### YOUR TASKS
• A. Answer these about the forum thread on regretting parenthood:
(i) How many votes does the poll show?
(ii) What button does the squash poster wish for?
(iii) How many kids does the coconut poster now wish for in their 20s?
• B. Can you sum up the forum thread on regretting parenthood in two sentences?
• C. Pick up the forum thread on regretting parenthood after its last reply and continue it.

### QUOTED TEXT
+-------+

Someone told me today they do, and it just got me thinking about how some people probably feel this way, but we aren't "allowed" to say it. Anonymous poll, of course.
235 votes
hostess / watermelon / 14932 posts
definitely not. maybe we should have waited a little longer, but everything happened the way it's supposed to. and if we had waited, I wouldn't have my awesome daughter!
pomegranate / 3895 posts
No - he's the best (and sometimes hardest) thing that has ever happened to me. I tell people that you think everything people say about being a parent is a cliche until you are actually a parent.
grapefruit / 4213 posts
I can't (and don't want) to imagine my life without LO. She is my favorite person in this entire world.
squash / 13764 posts
Nope, I would never give LO up. HOWEVER--I sometimes wish I could hit the pause button, go off for a long weekend and sleep 12 hours a night, do what I want when I want, and just be free again--and then come back and pick back up with LO. But I guess that's what baby free vacations are for I just need to do them more often!
pomelo / 5469 posts
I don't regret it, but there are definitely days when I wish I could go back to how things were.
coconut / 8279 posts
complete opposite - I was worried for so long that I wouldn't be a good mother/didn't have maternal instincts, now that I have J I wish I had had like, 4 kids in my 20s!
wonderful pomelo / 30692 posts
If you had asked me when Xander was a newborn (under 6 weeks), I would've said that I regretted it. But now, definitely not! I love being a mom.
honeydew / 7235 posts
No! But we waited a long time, did everything we wanted to do and felt really ready!
GOLD / watermelon / 14076 posts
It's definitely harder than I thought it would be, but I don't regret it.
pomelo / 5228 posts
DS is only 8.5w old, so I'm not going to answer this yet But a pause button sounds awesome!

+-------+

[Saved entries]

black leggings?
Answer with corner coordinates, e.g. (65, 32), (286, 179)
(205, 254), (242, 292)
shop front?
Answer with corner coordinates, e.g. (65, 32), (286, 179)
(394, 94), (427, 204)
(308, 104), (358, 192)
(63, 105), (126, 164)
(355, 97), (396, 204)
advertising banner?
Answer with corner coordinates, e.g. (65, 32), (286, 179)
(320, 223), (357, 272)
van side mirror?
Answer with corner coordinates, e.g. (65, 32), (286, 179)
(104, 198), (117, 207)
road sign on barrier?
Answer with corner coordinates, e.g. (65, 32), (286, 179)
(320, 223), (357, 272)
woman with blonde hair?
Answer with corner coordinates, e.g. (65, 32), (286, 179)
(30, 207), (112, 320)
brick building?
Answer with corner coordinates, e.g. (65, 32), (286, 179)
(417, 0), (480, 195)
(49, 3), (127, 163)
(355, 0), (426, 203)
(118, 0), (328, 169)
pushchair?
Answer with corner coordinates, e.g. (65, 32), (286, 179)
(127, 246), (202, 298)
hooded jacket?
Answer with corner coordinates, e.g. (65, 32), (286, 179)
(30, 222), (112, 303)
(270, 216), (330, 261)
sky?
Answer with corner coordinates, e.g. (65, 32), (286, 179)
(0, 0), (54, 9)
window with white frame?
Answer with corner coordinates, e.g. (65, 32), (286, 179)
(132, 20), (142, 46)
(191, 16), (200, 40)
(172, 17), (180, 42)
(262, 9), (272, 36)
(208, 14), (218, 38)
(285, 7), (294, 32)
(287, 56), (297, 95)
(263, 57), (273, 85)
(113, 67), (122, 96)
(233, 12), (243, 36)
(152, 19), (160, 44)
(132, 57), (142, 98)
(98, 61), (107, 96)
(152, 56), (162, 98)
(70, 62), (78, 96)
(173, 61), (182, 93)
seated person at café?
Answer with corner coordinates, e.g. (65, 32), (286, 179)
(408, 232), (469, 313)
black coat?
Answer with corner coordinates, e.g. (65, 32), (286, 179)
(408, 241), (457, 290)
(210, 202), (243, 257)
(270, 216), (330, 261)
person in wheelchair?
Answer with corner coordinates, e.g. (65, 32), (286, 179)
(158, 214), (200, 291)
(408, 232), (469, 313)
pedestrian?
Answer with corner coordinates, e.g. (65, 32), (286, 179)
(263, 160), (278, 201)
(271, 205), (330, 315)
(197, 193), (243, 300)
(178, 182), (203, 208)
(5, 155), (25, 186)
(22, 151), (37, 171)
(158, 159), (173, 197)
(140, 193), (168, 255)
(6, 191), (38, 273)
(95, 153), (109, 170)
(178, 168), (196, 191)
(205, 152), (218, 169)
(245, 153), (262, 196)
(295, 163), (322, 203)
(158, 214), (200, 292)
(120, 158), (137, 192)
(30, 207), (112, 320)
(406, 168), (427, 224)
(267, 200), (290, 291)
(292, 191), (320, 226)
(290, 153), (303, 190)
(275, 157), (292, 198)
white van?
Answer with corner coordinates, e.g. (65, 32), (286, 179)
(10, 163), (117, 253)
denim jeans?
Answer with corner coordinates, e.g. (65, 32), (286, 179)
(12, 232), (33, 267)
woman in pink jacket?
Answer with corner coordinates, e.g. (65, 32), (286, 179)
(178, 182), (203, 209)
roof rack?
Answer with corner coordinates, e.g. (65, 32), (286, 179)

+-------+

### TASK-BY-TASK OUTPUTS
• A.
(i) 235
(ii) A pause button
(iii) Four

• B. An anonymous poll asks parents whether they regret having a child, after someone admitted to the poster that they do. Most replies say no, though several admit it is harder than expected or that they sometimes wish for a pause button or their old freedom.

• C.
kiwi / 687 posts
I feel like the poll needs an "other." Life isn't ruined, and I wouldn't hit undo on the whole thing, but it's also not the magical heart melting life-fulfilling experience I'd imagined. It's amazing, but nothing like I expected, if that makes sense? There are definitely moments I don't like it and feel a little trapped.
ETA: We were really really ready for LO and planned the pregnancy and felt his absence before we had him. There isn't anything like travel or whatever I feel we're missing, it's more just privacy and quiet and down time that I mourn. He's 4.5 months.
blogger / nectarine / 2600 posts
I always knew I wanted to be a mother but I had no idea what that meant in concept until I became one. Is it a lot harder, tiresome, frustrating, and unpleasant than I imagined: yes a resounding yes. Are there days I want to run away as soon as DH walks through the door, of course. But I never regret this choice even though its definitely hard and not easy. I love being a mom I just dont love all aspects of being a mother I guess you could say.
pomegranate / 3314 posts
@anandam: yes, exactly.
I don't regret having kids, but I do often feel trapped.
squash / 13208 posts
I don't regret it at all but most of the time I don't feel like I was cut out to be a mother
cantaloupe / 6206 posts
@anandam: I intentionally didn't make an other it would be the normal line of 'it's hard but worth it and some days I hate it'- and I'm forcing people to pick a side
coconut / 8472 posts
Nope, there's no way I'd erase that smile and that giggle. But a pause button for a few hours sometimes would be nice :). And admittedly, I have a baby that gets easier and easier. He STTN, he plays independently, he generally eats well, etc.
persimmon / 1343 posts
I have honestly never wished that I could co back to the way things were before my daughter - I feel like she completed me even more than my husband did when I met him. I fondly remember pre-baby days but I never yearn for them back lol. But I think that is uncommon - I think most people had much more "fun" lives before their kids but I feel more fulfilled now.
blogger / watermelon / 14218 posts
There have been times when life with kids has been incredibly difficult. But I've always known I wanted to be a mom and raise kids so I've never regretted having kids. Sometimes I do look forward to when they're a little less work but when it comes to lifestyle, I tend to be very satisfied wherever I am no matter how hard it is, because I set my sights on a goal and when I achieve it I'm happy.
admin / watermelon / 14210 posts
I don't regret it but I do wish we had more help with house stuff so I could spend my time with the kids instead of shopping, cooking, cleaning, etc.
honeydew / 7811 posts
Absolutely not. It's hard sometimes and I'm exhausted 90% of the time, but absolutely no regrets. I was just telling a friend this morning that if I had millions of dollars and a big house I'd just keep on having babies!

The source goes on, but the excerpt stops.